In Spanish, they call strawberries, "fresca," which is the same word as "fresh." Fresh strawberries = fresca fresca. Some Spanish speakers, I would assume, think that the word for "fresh" came from the word for strawberries and may assume it is like that in other languages, like how we all use orange and orange. Does "salty" even come from "salt?" I think the better question would be, how come we use the same word for both of these?
555
Well not that I don't agree with you but in Spanish strawberries is "fresa" not "fresca"
No we don't. However, it kinda happens witht the word for sweet and sugar (dulce y azúcar). They're different, but they have a direct correlation. However you can grasp it by the fact that a sweet (un dulce) is sweet flavored because it has sugar in it. I guess it happens with most to all of the languages?
That's just how Asian languages evolved. A lot of other languages use different words for the mineral vs the flavor/sensation. In Korean, it's doubly apparent because 소금 is Korean and 짠 is Sino-Korean. You also have to consider that these translations are not perfect or absolute. For instance, salty could also be 소금기 있는 in certain contexts ("there is salt essense" or "there is saltiness"). On the English side, salt could also be a verb or adjective and could even refer to a different mineral altogether as there are different kinds of salts (i.e. the 9 different kinds used in fireworks.)
498
I get your point, but 짠 (or 짜다) is not Sino-Korean. In fact I don't think ㅉ appears in any Sino-Korean word. The hanja for salt is 염 (鹽), and the hanja for salty is 함 (鹹).

§ **Dataset section**

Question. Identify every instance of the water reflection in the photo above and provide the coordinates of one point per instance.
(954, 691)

§ **Required actions**
1) Transcribe the thread about words for salt and salty from "In Spanish, they" to "of the languages?".
2) Answer these questions using the thread about words for salt and salty:
(a) According to the reply that corrects the first post, what is the Spanish word for strawberries?
(b) Which Spanish words for sweet and sugar are given?
(c) What hanja is given for salty?

§ **Results for the exercise**
1)
In Spanish, they call strawberries, "fresca," which is the same word as "fresh." Fresh strawberries = fresca fresca. Some Spanish speakers, I would assume, think that the word for "fresh" came from the word for strawberries and may assume it is like that in other languages, like how we all use orange and orange. Does "salty" even come from "salt?" I think the better question would be, how come we use the same word for both of these?
555
Well not that I don't agree with you but in Spanish strawberries is "fresa" not "fresca"
No we don't. However, it kinda happens witht the word for sweet and sugar (dulce y azúcar). They're different, but they have a direct correlation. However you can grasp it by the fact that a sweet (un dulce) is sweet flavored because it has sugar in it. I guess it happens with most to all of the languages?

2)
(a) "fresa"
(b) dulce and azúcar
(c) 鹹 (함)